Dataset records:
══════════

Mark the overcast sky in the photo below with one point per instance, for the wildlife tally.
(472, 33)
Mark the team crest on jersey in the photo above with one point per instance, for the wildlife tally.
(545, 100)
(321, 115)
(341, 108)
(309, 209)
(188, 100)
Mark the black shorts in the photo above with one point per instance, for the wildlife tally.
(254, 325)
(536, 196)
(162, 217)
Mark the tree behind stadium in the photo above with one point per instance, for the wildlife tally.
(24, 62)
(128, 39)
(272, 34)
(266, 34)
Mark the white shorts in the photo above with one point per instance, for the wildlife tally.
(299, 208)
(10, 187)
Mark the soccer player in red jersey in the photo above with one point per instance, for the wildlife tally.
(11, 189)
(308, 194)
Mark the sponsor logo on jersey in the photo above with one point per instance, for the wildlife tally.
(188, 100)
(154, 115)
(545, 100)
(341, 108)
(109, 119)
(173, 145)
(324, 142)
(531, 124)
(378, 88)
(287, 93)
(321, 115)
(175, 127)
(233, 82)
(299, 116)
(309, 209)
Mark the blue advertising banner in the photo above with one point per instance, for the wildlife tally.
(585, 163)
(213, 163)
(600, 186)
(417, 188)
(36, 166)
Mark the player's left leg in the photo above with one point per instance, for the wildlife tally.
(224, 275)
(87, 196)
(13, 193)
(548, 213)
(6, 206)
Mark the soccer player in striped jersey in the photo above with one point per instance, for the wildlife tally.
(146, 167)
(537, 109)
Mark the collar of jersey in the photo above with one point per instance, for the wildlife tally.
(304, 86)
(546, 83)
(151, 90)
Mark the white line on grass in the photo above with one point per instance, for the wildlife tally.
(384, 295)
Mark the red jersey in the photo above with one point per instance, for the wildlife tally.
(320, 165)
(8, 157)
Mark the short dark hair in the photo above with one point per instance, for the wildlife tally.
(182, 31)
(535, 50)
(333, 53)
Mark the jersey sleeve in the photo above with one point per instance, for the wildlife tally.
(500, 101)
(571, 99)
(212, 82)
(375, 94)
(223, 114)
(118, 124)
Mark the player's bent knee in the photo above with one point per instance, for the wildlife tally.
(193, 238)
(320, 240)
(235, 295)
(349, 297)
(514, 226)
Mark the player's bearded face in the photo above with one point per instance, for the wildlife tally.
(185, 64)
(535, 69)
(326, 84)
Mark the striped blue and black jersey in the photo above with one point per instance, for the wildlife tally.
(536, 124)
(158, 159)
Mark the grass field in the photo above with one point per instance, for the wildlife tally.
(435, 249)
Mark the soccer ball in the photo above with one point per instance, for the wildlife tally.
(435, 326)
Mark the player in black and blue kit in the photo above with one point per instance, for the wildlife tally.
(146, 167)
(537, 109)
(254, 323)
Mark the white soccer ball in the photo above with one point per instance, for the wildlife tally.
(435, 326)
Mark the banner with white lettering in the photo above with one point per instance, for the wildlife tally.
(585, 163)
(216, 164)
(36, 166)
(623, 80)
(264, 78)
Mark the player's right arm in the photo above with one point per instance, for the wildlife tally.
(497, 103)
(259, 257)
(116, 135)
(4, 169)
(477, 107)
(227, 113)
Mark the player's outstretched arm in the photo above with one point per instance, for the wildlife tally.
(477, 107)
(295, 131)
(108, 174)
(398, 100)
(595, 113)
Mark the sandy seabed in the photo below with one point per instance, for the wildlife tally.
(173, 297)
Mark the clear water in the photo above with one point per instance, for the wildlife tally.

══════════

What is asked: Reproduce every entry above word for word, keeping the original order.

Task answer:
Mark the overcast sky in the photo below with one point per instance, for the wildlife tally.
(472, 33)
Mark the team crest on jersey in the photo above with one point per instance, for the wildlife tally.
(545, 100)
(321, 115)
(341, 108)
(309, 209)
(188, 100)
Mark the black shorts in the photo above with one point per instance, for the wildlife tally.
(254, 325)
(536, 196)
(162, 217)
Mark the tree behind stadium in the photo above with one point per instance, for the wildlife tally.
(24, 62)
(128, 39)
(272, 34)
(266, 34)
Mark the white shorts in the photo above with one point per instance, for the wildlife tally.
(299, 208)
(10, 187)
Mark the soccer player in red jersey in the photo above with one point per instance, for the wildlife tally.
(11, 189)
(308, 194)
Mark the sponsor logo on jersey in the photo above with one point per instance, for the wildlife tally.
(188, 100)
(154, 115)
(545, 100)
(341, 108)
(109, 119)
(173, 145)
(324, 142)
(531, 124)
(378, 88)
(287, 93)
(321, 115)
(175, 127)
(233, 82)
(299, 116)
(309, 209)
Mark the blue advertising banner in the photo above with one point per instance, for the wildlife tally.
(585, 163)
(213, 163)
(600, 186)
(417, 188)
(36, 166)
Mark the player's left leg in the photo above with one point per instance, for the wildlife tally.
(224, 275)
(87, 196)
(13, 193)
(548, 213)
(6, 206)
Mark the soccer player in striped jersey in the photo above with one point per instance, for the wildlife tally.
(146, 167)
(537, 109)
Mark the collar of jersey in the photo above with one point per instance, for the wildlife tally.
(304, 86)
(546, 83)
(151, 90)
Mark the white line on grass in the photo above with one point per instance, for the wildlife tally.
(384, 295)
Mark the red jersey in the photo above with one point per instance, for the wildlife tally.
(320, 165)
(8, 157)
Mark the short dark hair in the photo above with one point per instance, for the wildlife tally.
(182, 31)
(535, 50)
(333, 53)
Mark the jersey sleeve in the photo above with one point per instance, for the wildlife tally.
(500, 101)
(571, 99)
(212, 82)
(375, 94)
(223, 114)
(118, 124)
Mark the player's bent knee in the photo above with one point per instance, for the wildlife tally.
(193, 238)
(320, 240)
(235, 295)
(349, 297)
(514, 226)
Mark the player's bearded face in the photo above with one point per instance, for the wildlife tally.
(185, 64)
(535, 69)
(326, 84)
Mark the striped blue and black jersey in the photo above with one point per instance, for the wildlife tally.
(536, 124)
(158, 159)
Mark the grass field in the photo above with one point per instance, for the wildlife tally.
(435, 249)
Mark the soccer ball in the photo above with one point per instance, for the wildlife tally.
(435, 326)
Mark the player in black and blue kit in the photo above with one point per instance, for the wildlife tally.
(146, 167)
(537, 109)
(254, 323)
Mark the white soccer ball in the photo above with one point per instance, for the wildlife tally.
(435, 326)
Mark the banner with white lettering in the photo above with one point per instance, for the wildlife tally.
(585, 163)
(216, 164)
(36, 166)
(623, 80)
(264, 78)
Mark the player's right arm in the photo above with one point per instance, for the wildlife tally.
(497, 103)
(259, 257)
(116, 135)
(4, 169)
(477, 107)
(227, 113)
Mark the player's outstretched arm in the photo above with one point per instance, for the wildlife tally.
(477, 107)
(295, 131)
(108, 174)
(398, 100)
(595, 113)
Mark the sandy seabed in the photo below with one point per instance, for the wildlife tally.
(173, 297)
Mark the clear water in the photo above with one point per instance, for the wildlife tally.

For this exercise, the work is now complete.